# Given task 1
In the bug report, which environment variable setting was applied in the attempt to make the GPU work?

--- start Source passage ---

[Bug]:ZLUDA doesn't use AMD gpu, only runs on CPU. EDIT: speed comparison DirectML, ZLUDA, ROCK fot gfx1201

### Checklist

- [ ] The issue exists after disabling all extensions
- [x] The issue exists on a clean installation of webui
- [ ] The issue is caused by an extension, but I believe it is caused by a bug in the webui
- [x] The issue exists in the current version of the webui
- [ ] The issue has not been reported before recently
- [ ] The issue has been reported before but has not been fixed yet

### What happened?

ZLUDA version uses only CPU. While after patching ROCm to see and use gfx1201 (RX 9070) and setting HIP_VISIBLE_DEVICES=1 env, it still stubbornly runs on CPU only (R7 7700), both gfx1036 and gfx1201 are idle.

--- end Source passage ---
--- start Records to use ---

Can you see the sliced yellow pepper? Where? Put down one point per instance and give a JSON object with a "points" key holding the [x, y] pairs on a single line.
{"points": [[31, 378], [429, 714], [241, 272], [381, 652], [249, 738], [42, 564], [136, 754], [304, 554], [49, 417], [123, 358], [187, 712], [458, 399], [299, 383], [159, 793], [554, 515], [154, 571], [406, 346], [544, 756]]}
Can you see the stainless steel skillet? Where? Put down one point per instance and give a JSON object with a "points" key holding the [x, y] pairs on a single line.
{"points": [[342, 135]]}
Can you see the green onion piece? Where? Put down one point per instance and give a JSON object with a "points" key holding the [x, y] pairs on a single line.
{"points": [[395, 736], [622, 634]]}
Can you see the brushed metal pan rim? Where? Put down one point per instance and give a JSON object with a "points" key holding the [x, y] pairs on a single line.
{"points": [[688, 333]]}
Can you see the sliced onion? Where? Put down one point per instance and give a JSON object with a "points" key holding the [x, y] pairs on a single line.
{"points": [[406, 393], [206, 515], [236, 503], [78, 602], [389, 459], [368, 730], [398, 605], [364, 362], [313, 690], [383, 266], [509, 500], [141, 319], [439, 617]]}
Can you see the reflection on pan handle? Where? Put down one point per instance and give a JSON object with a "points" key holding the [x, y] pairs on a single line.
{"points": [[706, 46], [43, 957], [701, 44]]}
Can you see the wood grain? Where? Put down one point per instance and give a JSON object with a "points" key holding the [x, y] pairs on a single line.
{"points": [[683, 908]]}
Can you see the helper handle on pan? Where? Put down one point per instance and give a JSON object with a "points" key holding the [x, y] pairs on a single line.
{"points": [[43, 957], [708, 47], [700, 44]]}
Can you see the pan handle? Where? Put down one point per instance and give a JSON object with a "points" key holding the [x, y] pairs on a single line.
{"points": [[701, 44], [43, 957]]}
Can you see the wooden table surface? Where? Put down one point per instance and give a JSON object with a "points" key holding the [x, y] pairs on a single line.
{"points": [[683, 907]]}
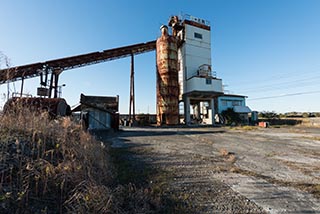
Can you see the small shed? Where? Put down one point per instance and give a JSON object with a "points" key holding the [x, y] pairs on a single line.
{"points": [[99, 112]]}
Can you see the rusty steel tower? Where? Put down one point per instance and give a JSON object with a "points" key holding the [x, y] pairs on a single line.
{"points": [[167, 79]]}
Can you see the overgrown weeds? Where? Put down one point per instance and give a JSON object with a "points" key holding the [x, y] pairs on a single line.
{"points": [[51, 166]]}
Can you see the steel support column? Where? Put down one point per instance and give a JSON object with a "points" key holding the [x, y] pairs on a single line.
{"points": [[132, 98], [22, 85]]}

--- end Records to use ---

# Given task 2
In the records, rename "weeds" to "grass" and reproduce everything from the line containing "Can you see the overgrown" down to the end of the records, leaving all else unchanged.

# Output 1
HIP_VISIBLE_DEVICES=1

# Output 2
Can you see the overgrown grass? Where? Put down one point per instance and give a JSON object with a "points" key holding the [x, y] pairs on a single line.
{"points": [[51, 166]]}
Can you see the steel support column? Where? Put down one point per instance and give a JSON object with a "points" key holding the [x, y] pairs on a single line.
{"points": [[132, 98], [22, 85]]}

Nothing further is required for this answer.